# Location for system & luser scripts



## jbo (Aug 20, 2020)

I am running FreeBSD 12.1 on a Lenovo Thinkpad X1 Carbon successfully.

I created a `devd` rule that executes a script when the lid switch is toggled so I can lock my screen and suspend the system (enter S3). The script executed by `devd` does two thingss:

Lock screen - This is done by running a separate script.
Enter suspend mode
The script that locks the screen is located in the user's directory (eg. `$HOME/scripts/lock_screen.sh). But the main script called by `devd` is located under /etc/acpi/lid.conf as this is a system file. That file in turn runs /usr/home/my_user/scripts/lock_screen.sh. Therefore, the system file has a hardcoded path to a user's custom lock script (as `$HOME` doesn't point to the "proper" user).

This is obviously far from good and I'd like to learn what the best way of handling this is.
Should the locking script also be part of the system itself and not of the user? My reasoning was that the graphical user interface is ran by the user using the system - not by the system itself (or root).

So far I have only used FreeBSD on servers & infrastructure and I never came across a situation like this - time to learn!


----------



## Jose (Aug 20, 2020)

joel.bodenmann said:


> This is obviously far from good and I'd like to learn what the best way of handling this is.
> Should the locking script also be part of the system itself and not of the user? My reasoning was that the graphical user interface is ran by the user using the system - not by the system itself (or root).

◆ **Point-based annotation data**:
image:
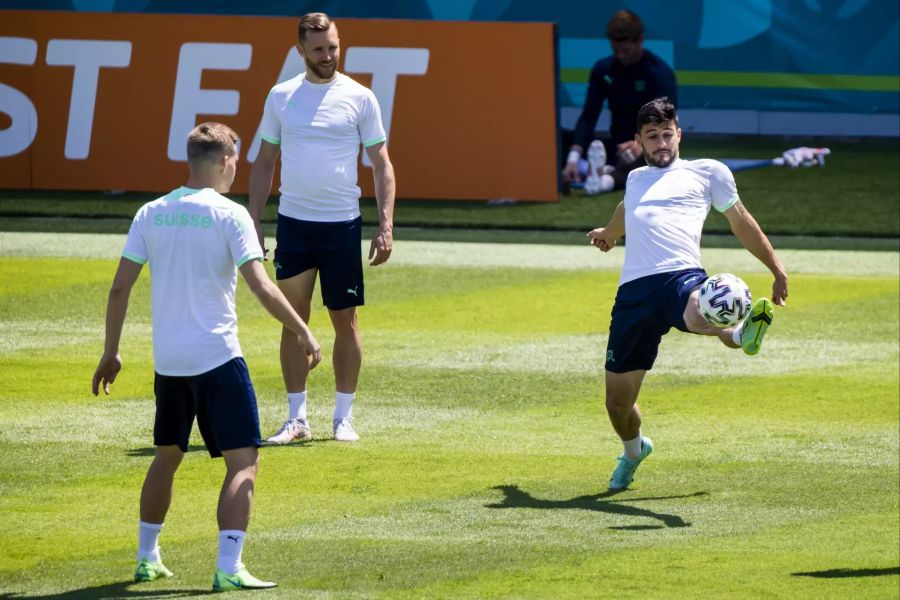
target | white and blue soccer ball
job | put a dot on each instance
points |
(724, 300)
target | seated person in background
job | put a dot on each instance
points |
(627, 80)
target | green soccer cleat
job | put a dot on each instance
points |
(242, 580)
(755, 326)
(624, 473)
(148, 571)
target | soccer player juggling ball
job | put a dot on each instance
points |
(665, 205)
(195, 241)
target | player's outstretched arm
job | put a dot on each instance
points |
(748, 231)
(116, 307)
(385, 190)
(605, 238)
(261, 174)
(273, 300)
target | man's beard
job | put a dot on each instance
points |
(321, 72)
(662, 161)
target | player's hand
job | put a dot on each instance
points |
(106, 373)
(599, 238)
(570, 173)
(628, 151)
(262, 238)
(311, 345)
(381, 247)
(779, 290)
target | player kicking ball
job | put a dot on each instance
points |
(665, 206)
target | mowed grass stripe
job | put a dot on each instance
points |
(473, 254)
(485, 446)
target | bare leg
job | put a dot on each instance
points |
(697, 324)
(621, 402)
(236, 498)
(294, 360)
(347, 356)
(156, 494)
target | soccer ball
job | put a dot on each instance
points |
(724, 300)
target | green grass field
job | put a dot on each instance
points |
(485, 450)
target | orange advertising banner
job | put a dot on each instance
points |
(103, 101)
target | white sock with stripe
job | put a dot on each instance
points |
(148, 541)
(231, 543)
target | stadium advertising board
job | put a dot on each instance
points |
(102, 101)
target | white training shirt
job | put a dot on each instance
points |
(194, 241)
(664, 213)
(320, 127)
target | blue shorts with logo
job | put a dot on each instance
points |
(644, 311)
(222, 400)
(335, 249)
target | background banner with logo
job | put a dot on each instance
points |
(102, 101)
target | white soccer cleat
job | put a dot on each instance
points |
(343, 431)
(293, 429)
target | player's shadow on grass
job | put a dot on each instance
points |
(121, 589)
(151, 450)
(513, 497)
(841, 573)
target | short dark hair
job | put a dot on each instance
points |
(624, 26)
(312, 22)
(207, 142)
(657, 111)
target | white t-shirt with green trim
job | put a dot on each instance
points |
(194, 241)
(664, 214)
(320, 127)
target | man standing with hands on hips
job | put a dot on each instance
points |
(317, 122)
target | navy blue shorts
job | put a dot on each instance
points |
(644, 311)
(335, 249)
(223, 402)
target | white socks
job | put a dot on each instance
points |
(343, 405)
(148, 541)
(231, 543)
(633, 448)
(297, 405)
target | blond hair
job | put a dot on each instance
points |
(208, 142)
(313, 22)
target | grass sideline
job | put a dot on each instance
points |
(485, 453)
(856, 195)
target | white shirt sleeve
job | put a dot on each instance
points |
(371, 129)
(135, 247)
(270, 128)
(721, 186)
(242, 240)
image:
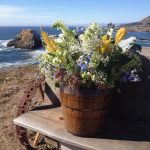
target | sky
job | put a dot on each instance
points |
(72, 12)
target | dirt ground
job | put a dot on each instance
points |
(12, 84)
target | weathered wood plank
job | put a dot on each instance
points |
(49, 122)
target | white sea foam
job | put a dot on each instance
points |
(3, 43)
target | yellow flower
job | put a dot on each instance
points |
(120, 34)
(48, 42)
(106, 42)
(54, 44)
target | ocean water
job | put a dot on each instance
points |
(10, 56)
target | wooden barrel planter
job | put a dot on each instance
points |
(85, 112)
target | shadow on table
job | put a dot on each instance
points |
(130, 111)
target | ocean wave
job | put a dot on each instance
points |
(16, 64)
(3, 43)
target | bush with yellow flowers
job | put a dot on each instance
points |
(90, 60)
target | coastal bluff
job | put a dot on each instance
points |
(27, 39)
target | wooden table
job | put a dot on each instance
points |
(50, 123)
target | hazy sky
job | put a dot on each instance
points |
(45, 12)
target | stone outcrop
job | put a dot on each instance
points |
(27, 39)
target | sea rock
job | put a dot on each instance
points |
(27, 39)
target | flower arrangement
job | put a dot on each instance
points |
(94, 59)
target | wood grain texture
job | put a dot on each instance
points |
(48, 123)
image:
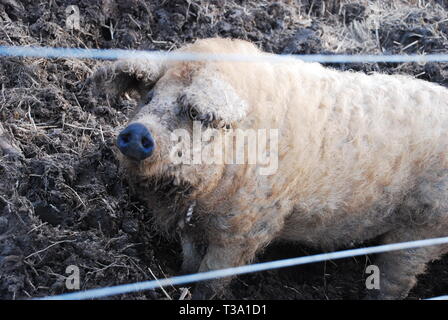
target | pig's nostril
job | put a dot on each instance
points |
(147, 142)
(126, 138)
(136, 142)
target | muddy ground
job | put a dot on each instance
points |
(65, 202)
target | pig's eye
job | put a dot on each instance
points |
(193, 113)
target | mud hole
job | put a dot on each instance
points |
(65, 203)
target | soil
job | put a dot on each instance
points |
(64, 201)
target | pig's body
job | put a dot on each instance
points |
(358, 157)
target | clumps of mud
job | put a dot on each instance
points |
(64, 200)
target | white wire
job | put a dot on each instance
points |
(113, 54)
(179, 280)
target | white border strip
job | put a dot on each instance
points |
(179, 280)
(113, 54)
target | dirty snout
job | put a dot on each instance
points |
(136, 142)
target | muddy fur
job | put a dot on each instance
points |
(360, 156)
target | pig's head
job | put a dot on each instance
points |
(159, 146)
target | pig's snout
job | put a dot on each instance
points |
(136, 142)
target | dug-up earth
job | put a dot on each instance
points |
(63, 201)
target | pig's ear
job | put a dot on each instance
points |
(127, 75)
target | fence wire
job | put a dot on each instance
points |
(113, 54)
(180, 280)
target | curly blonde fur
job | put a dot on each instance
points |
(359, 156)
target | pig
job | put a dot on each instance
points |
(348, 157)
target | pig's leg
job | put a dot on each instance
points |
(234, 247)
(399, 269)
(428, 208)
(191, 255)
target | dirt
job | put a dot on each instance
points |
(65, 202)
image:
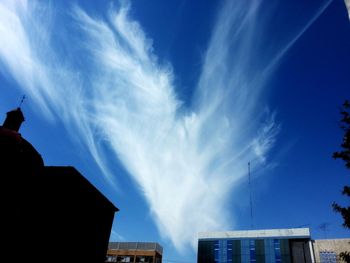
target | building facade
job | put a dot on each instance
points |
(328, 250)
(146, 252)
(260, 246)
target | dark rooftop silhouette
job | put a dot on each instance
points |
(49, 213)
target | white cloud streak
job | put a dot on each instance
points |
(186, 161)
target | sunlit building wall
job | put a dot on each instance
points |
(146, 252)
(265, 246)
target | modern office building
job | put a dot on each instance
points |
(265, 246)
(48, 213)
(328, 250)
(146, 252)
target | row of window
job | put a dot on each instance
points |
(143, 259)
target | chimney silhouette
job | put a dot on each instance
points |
(14, 120)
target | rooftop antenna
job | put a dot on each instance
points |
(324, 228)
(22, 100)
(250, 198)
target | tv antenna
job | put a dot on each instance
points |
(22, 100)
(324, 228)
(250, 198)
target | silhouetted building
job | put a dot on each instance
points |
(49, 214)
(145, 252)
(267, 246)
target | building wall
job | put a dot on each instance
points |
(147, 252)
(262, 250)
(326, 249)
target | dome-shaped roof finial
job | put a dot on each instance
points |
(14, 118)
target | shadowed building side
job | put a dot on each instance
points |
(49, 213)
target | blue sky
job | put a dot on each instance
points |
(161, 105)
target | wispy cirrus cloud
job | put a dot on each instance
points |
(186, 161)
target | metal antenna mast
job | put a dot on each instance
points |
(23, 97)
(250, 197)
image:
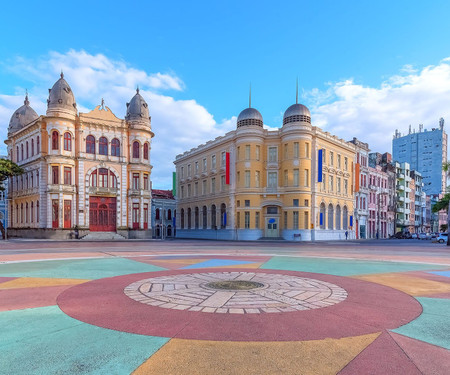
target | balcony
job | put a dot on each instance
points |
(96, 190)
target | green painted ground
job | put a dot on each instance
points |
(77, 269)
(343, 267)
(46, 341)
(433, 326)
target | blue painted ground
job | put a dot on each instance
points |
(46, 341)
(218, 263)
(433, 326)
(77, 269)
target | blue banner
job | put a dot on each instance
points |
(319, 166)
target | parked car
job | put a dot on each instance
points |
(442, 237)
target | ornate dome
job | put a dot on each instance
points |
(297, 113)
(137, 108)
(22, 116)
(61, 97)
(249, 116)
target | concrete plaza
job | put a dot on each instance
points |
(209, 307)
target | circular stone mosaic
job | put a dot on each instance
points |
(219, 292)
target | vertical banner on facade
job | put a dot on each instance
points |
(357, 177)
(174, 184)
(227, 171)
(319, 165)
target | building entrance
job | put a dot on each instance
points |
(102, 214)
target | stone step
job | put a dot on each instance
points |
(102, 236)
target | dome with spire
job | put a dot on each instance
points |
(22, 116)
(61, 97)
(137, 108)
(297, 113)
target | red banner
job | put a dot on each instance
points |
(227, 171)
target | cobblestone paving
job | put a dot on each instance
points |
(279, 293)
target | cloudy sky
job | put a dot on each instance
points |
(363, 70)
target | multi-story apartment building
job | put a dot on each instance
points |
(85, 170)
(424, 151)
(294, 182)
(361, 212)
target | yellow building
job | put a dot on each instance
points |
(294, 183)
(89, 171)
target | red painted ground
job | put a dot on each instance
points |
(382, 357)
(368, 308)
(24, 298)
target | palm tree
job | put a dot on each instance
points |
(446, 169)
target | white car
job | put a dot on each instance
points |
(442, 237)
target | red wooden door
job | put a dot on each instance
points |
(102, 214)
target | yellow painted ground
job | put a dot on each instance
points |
(37, 282)
(198, 357)
(414, 286)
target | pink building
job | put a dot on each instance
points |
(378, 203)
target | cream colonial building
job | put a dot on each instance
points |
(85, 170)
(295, 183)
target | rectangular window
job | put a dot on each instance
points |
(247, 152)
(296, 177)
(247, 220)
(67, 176)
(55, 175)
(273, 157)
(247, 178)
(295, 220)
(136, 184)
(296, 149)
(146, 187)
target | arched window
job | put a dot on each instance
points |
(103, 146)
(55, 140)
(345, 217)
(338, 217)
(115, 147)
(205, 217)
(213, 217)
(223, 215)
(67, 141)
(330, 216)
(90, 144)
(322, 216)
(136, 149)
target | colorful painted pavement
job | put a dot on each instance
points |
(166, 313)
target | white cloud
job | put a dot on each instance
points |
(178, 124)
(372, 114)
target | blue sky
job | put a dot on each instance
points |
(364, 68)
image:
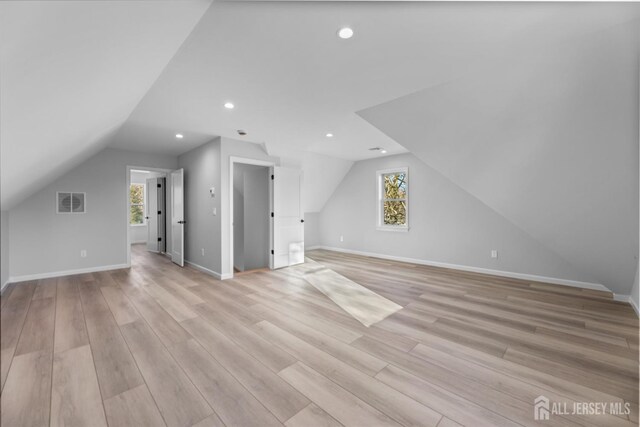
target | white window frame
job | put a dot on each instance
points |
(144, 204)
(381, 226)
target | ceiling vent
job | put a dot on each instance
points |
(68, 203)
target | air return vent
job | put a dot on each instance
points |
(67, 202)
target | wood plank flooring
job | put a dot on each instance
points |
(159, 345)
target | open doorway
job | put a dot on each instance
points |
(251, 231)
(148, 212)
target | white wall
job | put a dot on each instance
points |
(549, 140)
(202, 228)
(4, 248)
(140, 233)
(256, 218)
(233, 148)
(447, 224)
(312, 236)
(635, 291)
(50, 243)
(238, 228)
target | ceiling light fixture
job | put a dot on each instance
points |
(345, 33)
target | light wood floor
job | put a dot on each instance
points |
(160, 345)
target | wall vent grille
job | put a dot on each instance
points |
(70, 203)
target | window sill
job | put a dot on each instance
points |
(394, 229)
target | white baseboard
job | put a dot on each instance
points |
(628, 300)
(27, 277)
(209, 272)
(522, 276)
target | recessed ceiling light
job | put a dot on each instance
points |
(345, 33)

◆ **What needs to be done**:
Answer these questions from the forum thread:
1. Which FreeBSD release is running, and on what laptop?
2. Where is the main script that `devd` calls located?
3. Where had the poster used FreeBSD before this?
Work only from the forum thread, not the listing.

◆ **Exercise answer**:
1. FreeBSD 12.1, on a Lenovo Thinkpad X1 Carbon.
2. /etc/acpi/lid.conf
3. Only on servers and infrastructure.